Start of SUPPLIED DATA

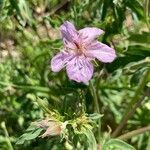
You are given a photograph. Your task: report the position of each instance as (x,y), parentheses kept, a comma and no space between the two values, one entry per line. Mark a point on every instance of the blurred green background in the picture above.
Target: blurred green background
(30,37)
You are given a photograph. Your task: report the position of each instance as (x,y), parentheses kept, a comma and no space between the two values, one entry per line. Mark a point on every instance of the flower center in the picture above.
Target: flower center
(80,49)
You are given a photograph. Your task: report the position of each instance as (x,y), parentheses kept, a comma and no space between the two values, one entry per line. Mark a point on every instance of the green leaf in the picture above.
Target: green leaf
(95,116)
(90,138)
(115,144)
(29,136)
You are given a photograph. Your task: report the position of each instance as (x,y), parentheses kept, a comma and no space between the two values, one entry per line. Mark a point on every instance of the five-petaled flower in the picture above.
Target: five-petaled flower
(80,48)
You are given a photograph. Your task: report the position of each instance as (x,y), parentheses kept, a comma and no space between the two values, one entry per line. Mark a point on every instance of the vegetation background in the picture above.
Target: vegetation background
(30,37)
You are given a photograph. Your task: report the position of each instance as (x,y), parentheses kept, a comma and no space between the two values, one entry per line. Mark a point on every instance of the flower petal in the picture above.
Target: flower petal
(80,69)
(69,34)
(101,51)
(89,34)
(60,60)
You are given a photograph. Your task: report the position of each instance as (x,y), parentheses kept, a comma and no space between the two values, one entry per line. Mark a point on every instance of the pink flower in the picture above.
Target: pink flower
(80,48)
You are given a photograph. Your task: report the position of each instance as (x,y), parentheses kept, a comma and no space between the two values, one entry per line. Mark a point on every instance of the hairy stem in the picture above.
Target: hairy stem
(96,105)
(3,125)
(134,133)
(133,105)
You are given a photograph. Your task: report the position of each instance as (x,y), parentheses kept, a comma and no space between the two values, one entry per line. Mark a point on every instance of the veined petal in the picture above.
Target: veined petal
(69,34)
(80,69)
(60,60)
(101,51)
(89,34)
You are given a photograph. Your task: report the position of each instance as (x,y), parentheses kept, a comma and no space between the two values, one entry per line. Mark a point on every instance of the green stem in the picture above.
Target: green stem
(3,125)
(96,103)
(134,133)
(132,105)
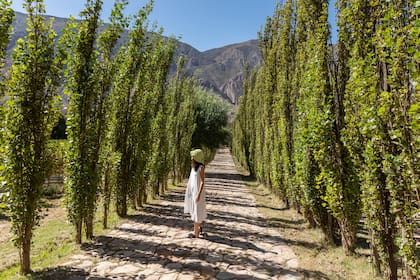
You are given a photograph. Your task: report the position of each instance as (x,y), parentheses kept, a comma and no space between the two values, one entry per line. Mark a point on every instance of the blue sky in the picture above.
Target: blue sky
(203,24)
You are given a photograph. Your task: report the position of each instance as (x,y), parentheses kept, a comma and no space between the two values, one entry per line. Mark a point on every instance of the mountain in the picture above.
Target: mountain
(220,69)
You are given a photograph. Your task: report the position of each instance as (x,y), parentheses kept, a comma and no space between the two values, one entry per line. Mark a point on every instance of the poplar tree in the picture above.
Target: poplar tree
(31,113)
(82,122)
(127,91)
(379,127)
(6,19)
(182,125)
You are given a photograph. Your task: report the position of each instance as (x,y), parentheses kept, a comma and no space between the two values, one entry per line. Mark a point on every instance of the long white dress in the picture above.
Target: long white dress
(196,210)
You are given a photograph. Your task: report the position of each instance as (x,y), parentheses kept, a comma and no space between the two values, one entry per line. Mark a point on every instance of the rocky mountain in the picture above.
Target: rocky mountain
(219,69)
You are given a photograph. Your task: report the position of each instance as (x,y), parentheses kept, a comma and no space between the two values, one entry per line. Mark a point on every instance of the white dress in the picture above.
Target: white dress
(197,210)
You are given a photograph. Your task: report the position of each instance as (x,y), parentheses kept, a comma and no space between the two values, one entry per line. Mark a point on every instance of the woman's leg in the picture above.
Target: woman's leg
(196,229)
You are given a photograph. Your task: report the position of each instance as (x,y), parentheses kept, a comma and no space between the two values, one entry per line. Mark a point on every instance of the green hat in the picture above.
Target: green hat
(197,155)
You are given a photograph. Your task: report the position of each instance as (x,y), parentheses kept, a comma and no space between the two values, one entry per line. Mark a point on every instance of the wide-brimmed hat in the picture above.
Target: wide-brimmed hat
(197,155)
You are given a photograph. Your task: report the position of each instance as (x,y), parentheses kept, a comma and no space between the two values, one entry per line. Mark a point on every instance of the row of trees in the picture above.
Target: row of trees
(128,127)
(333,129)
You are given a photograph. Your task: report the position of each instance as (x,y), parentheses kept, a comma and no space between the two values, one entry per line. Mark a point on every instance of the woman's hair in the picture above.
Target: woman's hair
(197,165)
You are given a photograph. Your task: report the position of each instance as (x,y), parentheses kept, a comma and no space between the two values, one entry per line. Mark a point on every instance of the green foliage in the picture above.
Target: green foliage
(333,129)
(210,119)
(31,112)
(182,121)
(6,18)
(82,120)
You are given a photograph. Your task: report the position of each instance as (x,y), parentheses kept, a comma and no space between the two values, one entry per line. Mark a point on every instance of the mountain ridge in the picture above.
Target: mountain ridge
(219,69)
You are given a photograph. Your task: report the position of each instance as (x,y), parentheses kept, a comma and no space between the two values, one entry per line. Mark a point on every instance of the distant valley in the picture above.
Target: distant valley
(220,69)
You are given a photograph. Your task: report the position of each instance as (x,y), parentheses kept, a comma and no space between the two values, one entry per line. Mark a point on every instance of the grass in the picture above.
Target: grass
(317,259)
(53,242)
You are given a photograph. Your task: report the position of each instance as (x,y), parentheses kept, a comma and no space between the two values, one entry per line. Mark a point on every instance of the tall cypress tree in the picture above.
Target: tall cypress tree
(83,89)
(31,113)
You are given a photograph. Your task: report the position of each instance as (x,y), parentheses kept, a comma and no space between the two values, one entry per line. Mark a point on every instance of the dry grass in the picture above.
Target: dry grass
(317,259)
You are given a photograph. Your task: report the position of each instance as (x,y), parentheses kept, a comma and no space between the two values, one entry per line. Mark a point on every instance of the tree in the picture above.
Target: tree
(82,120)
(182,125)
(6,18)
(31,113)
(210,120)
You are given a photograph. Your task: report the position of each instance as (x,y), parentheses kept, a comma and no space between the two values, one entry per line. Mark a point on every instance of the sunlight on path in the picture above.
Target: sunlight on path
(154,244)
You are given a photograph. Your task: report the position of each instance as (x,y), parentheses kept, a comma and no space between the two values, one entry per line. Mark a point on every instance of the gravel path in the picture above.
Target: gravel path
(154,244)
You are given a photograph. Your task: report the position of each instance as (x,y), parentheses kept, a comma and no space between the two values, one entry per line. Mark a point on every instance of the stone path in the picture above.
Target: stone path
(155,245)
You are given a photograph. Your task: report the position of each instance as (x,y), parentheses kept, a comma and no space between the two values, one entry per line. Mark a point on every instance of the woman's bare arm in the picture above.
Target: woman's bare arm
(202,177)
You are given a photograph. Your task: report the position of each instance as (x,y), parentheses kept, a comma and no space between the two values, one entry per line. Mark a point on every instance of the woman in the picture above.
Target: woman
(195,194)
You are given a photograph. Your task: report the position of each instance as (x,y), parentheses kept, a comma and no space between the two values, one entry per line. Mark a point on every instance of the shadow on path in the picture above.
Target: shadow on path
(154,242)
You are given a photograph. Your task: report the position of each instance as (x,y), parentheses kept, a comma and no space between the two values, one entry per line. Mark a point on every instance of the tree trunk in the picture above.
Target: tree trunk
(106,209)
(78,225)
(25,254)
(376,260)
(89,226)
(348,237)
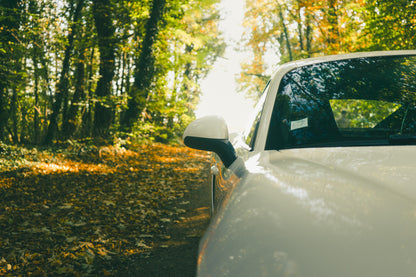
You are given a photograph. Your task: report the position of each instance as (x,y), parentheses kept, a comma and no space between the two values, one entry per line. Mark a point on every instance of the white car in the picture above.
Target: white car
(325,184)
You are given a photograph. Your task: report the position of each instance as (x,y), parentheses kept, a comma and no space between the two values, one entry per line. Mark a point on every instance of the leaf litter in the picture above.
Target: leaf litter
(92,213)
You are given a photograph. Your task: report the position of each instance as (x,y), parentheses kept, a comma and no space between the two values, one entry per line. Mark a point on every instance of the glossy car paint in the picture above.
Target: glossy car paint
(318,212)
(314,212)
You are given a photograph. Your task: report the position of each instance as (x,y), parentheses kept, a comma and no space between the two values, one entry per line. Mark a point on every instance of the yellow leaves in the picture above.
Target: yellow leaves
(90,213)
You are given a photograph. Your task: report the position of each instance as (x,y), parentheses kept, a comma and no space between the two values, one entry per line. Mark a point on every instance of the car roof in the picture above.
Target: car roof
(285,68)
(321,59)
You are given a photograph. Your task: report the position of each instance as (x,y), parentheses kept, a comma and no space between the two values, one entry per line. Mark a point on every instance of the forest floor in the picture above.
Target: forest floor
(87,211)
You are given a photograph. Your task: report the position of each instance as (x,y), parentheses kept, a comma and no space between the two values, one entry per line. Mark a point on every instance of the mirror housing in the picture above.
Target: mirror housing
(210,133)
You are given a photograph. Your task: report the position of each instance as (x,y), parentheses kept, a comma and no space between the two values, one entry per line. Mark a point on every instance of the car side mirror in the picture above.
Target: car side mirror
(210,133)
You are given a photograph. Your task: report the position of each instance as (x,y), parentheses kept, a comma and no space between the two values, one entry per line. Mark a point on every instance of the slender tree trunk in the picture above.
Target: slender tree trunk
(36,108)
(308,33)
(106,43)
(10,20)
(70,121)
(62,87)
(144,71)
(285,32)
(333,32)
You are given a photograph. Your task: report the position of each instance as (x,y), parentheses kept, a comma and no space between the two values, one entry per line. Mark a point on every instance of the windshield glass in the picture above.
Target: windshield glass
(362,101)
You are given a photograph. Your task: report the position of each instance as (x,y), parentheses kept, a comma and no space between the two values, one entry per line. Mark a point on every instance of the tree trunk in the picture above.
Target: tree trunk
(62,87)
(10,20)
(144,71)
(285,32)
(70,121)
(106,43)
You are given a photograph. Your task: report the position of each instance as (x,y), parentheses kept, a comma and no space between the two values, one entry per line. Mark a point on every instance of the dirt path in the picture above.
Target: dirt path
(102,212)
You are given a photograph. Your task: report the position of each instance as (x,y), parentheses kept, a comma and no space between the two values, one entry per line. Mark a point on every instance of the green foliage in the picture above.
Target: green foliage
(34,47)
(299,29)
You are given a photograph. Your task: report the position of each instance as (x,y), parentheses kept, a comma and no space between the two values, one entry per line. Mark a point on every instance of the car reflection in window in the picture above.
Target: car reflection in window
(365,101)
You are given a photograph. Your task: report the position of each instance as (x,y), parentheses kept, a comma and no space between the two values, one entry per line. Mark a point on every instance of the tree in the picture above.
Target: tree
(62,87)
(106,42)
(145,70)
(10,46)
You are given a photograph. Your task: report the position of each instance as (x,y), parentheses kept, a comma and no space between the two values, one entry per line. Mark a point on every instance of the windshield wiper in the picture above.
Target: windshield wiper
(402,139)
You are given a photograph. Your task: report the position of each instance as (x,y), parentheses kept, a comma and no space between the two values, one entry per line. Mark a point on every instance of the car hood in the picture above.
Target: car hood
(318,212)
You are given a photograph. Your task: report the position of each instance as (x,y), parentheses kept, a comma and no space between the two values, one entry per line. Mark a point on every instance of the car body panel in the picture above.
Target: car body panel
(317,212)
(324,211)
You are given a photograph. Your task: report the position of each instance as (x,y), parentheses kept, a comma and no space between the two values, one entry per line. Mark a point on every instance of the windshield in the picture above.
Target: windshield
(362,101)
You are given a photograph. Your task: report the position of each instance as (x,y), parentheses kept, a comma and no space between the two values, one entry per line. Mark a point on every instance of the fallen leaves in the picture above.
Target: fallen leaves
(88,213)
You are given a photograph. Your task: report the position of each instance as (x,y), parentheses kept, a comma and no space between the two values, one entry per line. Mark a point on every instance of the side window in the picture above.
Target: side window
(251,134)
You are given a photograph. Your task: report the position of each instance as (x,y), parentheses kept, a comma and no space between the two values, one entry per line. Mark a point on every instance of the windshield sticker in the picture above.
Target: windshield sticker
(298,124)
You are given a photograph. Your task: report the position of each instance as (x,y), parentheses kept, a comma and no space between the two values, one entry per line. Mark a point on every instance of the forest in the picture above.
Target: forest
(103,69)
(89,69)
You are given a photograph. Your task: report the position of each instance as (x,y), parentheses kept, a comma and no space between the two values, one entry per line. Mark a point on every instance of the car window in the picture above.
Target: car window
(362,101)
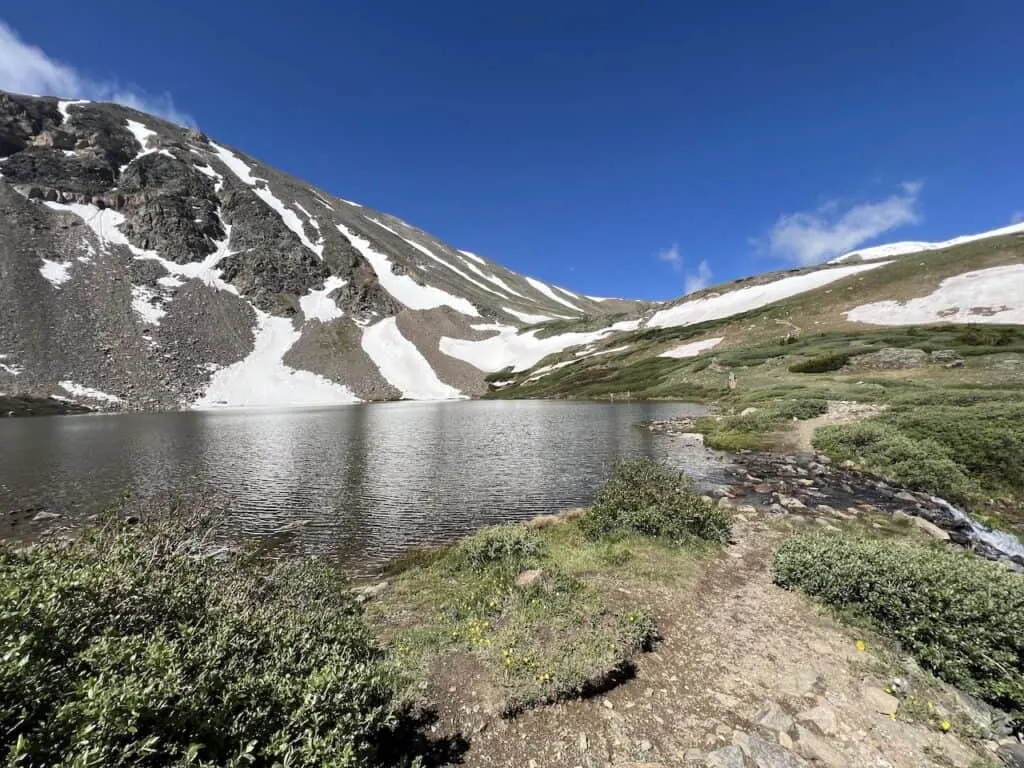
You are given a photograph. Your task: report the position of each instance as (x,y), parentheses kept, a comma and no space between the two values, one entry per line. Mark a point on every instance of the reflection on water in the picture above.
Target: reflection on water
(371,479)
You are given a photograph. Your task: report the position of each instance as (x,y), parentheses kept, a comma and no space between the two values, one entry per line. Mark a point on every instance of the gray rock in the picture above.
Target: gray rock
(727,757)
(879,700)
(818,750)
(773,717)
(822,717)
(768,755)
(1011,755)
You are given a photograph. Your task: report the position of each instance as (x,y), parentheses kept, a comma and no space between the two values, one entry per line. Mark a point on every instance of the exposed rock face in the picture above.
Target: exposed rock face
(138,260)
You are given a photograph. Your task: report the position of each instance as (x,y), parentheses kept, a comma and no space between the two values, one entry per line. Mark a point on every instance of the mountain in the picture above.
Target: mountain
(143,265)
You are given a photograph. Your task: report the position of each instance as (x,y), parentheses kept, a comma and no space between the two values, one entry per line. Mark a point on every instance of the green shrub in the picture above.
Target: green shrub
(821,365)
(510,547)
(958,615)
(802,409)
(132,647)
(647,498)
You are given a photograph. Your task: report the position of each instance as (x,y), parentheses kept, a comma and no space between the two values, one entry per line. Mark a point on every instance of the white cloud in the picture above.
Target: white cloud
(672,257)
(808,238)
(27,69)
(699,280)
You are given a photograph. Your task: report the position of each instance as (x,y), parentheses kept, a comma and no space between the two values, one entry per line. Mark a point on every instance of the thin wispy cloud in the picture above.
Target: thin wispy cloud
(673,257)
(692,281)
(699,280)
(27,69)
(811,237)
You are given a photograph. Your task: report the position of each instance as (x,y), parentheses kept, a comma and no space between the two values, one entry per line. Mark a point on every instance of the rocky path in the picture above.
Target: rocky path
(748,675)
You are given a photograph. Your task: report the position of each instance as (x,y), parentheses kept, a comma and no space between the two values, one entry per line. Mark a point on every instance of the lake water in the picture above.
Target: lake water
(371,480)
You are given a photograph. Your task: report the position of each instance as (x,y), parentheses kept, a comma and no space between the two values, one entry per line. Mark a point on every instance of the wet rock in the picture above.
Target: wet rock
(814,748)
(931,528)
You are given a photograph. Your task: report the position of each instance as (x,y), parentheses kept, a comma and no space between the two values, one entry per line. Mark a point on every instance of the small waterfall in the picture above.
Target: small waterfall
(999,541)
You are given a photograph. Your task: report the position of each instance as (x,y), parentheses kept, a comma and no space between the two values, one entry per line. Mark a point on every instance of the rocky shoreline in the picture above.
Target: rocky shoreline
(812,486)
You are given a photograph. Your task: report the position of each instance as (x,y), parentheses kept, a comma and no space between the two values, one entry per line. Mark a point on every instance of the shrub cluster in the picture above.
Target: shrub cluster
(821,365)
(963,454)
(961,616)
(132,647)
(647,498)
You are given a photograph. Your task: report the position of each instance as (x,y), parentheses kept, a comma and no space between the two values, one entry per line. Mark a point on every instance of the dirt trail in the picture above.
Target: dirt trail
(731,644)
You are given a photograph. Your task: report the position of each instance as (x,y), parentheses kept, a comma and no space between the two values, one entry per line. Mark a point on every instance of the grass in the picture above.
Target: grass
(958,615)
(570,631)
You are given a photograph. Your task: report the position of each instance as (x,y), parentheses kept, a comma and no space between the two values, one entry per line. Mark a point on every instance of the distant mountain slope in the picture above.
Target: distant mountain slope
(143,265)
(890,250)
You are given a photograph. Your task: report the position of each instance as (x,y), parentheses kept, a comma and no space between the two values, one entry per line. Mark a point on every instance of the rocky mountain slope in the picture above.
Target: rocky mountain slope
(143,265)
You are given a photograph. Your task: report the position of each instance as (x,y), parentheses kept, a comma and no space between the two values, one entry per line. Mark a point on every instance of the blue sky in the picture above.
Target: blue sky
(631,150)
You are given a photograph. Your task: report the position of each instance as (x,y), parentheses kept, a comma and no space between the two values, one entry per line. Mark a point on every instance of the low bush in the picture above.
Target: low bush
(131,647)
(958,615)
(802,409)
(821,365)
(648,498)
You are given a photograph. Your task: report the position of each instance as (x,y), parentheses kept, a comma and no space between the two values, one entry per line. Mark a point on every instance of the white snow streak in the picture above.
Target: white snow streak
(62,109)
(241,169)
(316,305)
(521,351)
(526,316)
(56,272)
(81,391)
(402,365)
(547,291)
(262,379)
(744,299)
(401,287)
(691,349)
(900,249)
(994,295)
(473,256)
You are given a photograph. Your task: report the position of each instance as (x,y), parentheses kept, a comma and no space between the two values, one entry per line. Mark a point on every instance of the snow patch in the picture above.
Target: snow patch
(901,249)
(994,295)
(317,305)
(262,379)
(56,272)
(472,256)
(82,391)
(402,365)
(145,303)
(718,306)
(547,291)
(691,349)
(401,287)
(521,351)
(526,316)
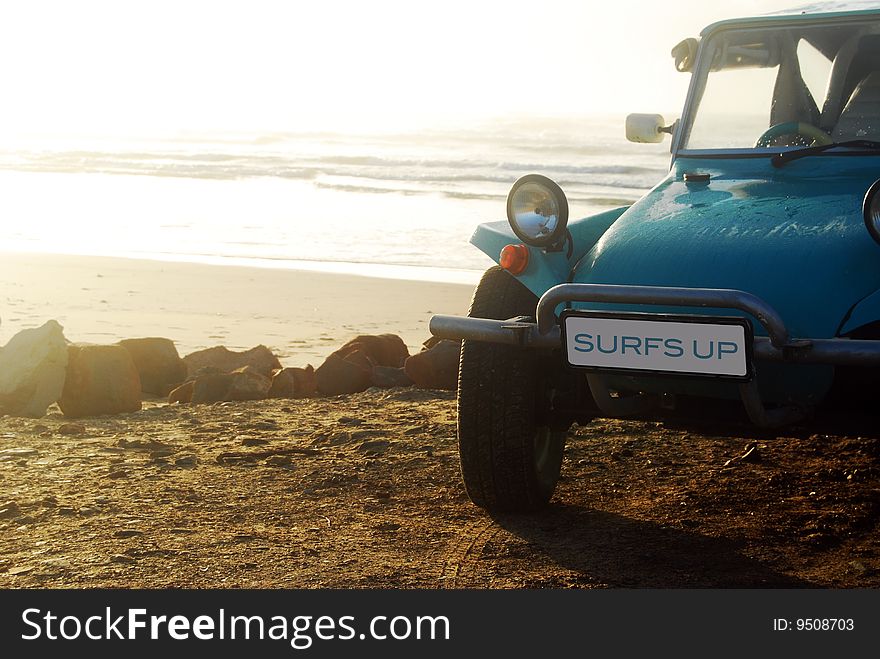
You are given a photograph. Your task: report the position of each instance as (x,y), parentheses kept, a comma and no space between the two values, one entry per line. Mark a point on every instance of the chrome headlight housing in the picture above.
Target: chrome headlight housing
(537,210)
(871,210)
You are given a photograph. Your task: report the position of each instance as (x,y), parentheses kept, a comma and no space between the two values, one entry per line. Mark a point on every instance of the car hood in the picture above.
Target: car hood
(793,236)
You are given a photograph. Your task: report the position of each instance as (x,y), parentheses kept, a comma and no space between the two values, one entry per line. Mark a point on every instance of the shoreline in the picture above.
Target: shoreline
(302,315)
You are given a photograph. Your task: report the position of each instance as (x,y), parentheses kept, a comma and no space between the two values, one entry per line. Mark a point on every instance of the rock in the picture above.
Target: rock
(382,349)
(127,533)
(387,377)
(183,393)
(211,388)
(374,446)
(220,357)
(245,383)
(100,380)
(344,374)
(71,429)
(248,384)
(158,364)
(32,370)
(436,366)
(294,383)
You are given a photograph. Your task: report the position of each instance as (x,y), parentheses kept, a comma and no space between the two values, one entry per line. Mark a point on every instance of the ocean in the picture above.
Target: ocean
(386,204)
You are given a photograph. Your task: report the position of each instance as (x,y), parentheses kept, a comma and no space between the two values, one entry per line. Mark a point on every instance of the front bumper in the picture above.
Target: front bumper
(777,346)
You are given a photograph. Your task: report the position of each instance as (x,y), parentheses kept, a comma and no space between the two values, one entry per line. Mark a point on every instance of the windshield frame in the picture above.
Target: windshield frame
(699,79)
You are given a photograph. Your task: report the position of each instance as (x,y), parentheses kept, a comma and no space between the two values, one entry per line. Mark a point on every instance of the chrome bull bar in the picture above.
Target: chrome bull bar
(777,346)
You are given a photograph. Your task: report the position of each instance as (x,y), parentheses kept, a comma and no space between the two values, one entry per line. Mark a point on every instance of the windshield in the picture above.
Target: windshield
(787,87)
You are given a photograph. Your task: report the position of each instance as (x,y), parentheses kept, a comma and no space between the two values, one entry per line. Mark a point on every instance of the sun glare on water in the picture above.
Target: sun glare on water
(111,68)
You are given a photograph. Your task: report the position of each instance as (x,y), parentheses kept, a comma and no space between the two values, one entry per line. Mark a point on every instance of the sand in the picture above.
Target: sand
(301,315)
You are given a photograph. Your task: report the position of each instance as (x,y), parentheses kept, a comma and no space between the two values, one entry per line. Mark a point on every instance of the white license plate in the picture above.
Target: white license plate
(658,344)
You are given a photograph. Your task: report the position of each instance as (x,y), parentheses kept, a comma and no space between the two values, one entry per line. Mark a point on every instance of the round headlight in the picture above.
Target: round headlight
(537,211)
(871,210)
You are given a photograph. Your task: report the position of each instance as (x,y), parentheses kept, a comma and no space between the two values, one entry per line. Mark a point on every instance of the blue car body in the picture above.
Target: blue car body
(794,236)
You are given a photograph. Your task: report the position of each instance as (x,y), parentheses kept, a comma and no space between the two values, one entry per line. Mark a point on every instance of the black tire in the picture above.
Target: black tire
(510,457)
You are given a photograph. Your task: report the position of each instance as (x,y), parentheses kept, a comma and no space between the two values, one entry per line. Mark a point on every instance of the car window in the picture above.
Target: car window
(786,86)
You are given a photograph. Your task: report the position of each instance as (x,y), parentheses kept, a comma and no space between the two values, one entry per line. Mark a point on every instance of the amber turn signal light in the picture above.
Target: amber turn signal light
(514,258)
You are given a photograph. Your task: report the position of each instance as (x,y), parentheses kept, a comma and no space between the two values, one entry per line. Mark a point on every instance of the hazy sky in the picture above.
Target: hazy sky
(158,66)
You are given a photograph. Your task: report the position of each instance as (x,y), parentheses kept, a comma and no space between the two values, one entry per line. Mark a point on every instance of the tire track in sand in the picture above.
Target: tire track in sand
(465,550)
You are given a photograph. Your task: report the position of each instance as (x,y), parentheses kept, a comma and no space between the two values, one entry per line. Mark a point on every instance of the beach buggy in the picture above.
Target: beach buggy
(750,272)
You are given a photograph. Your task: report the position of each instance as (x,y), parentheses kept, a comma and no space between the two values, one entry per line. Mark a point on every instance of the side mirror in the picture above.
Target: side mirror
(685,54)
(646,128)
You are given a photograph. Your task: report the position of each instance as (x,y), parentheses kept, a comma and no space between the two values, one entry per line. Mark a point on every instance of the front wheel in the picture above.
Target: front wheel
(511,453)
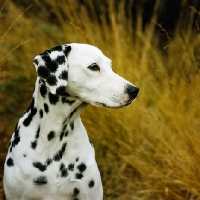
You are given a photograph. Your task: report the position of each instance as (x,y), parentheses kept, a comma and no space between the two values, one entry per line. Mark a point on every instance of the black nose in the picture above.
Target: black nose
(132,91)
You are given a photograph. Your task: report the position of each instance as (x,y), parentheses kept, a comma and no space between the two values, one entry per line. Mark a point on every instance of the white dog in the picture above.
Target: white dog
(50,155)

End of SUPPLIED DATA

# WORK TO COMPLETE
Using the entries above, extract exactly the span from the line with "Target: shoreline" to the line with "ocean in the picture above.", both lines included; leave out everything else.

# OUTPUT BELOW
Target: shoreline
(302,315)
You are given a photograph. Your task: report the position of each instance as (x,y), parentheses kept, a comma and no space between the two values, one entry per line. Mark a point on every instance of the rock in the picture above.
Target: rock
(382,349)
(127,533)
(387,377)
(183,393)
(211,388)
(374,446)
(220,357)
(245,383)
(100,380)
(344,374)
(71,429)
(248,384)
(158,364)
(32,370)
(436,366)
(294,383)
You are given a photograph. Your task: report the position of each instance as (x,y), parentheses kept, a comma and no space between the two values, one entry per line. Mark a point on every instance of the ocean in the picture above.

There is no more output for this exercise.